[Referring expression pointing data]
^^^^^^^^
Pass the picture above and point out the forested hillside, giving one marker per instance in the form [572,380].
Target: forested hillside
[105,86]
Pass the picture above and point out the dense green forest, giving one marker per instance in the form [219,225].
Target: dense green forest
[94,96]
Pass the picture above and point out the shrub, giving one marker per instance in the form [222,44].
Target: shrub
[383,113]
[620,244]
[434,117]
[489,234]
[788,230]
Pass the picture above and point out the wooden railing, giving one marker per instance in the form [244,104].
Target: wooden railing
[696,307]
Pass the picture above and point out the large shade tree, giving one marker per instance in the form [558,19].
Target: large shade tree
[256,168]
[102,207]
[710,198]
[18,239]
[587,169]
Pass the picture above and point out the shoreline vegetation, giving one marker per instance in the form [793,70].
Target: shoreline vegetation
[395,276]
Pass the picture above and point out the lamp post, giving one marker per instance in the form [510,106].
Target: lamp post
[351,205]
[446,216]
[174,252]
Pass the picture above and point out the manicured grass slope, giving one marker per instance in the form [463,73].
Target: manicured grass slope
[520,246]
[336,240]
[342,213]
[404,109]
^^^^^^^^
# Work to complete
Return all the lines shown above, precisely as they stand.

# Output of the task
Pass the picture above and point out the forested hillside, giving one marker per instance in the form [572,380].
Target: forested hillside
[105,86]
Pass the picture above and point out the dense green forest, giving one marker per instance in the form [219,225].
Target: dense green forest
[94,96]
Pass the picture above and point out the shrub, giving one marker per instance in the form [222,44].
Target: shrub
[383,113]
[620,244]
[434,117]
[489,234]
[788,230]
Pass the picture above and point out the wooden railing, giving one marker per instance in the form [244,104].
Target: wooden railing
[696,307]
Pass the picture above and point out the large shade tree, giving one marker per instance in the form [558,19].
Target: large shade tree
[256,168]
[102,207]
[710,198]
[18,239]
[587,169]
Pass the picture above and point out the shoreline vegetation, giving one marker per instance in the form [793,70].
Target: shoreline vegetation
[395,276]
Pass the picture above and point out the lamp post, giving one marker per instance in the form [510,106].
Target: lamp post
[351,205]
[446,216]
[174,252]
Pass the picture above and point out the manicured grass slope, giving one marker per instance in the form [463,73].
Target: manicured grass slope
[520,246]
[336,240]
[342,213]
[404,109]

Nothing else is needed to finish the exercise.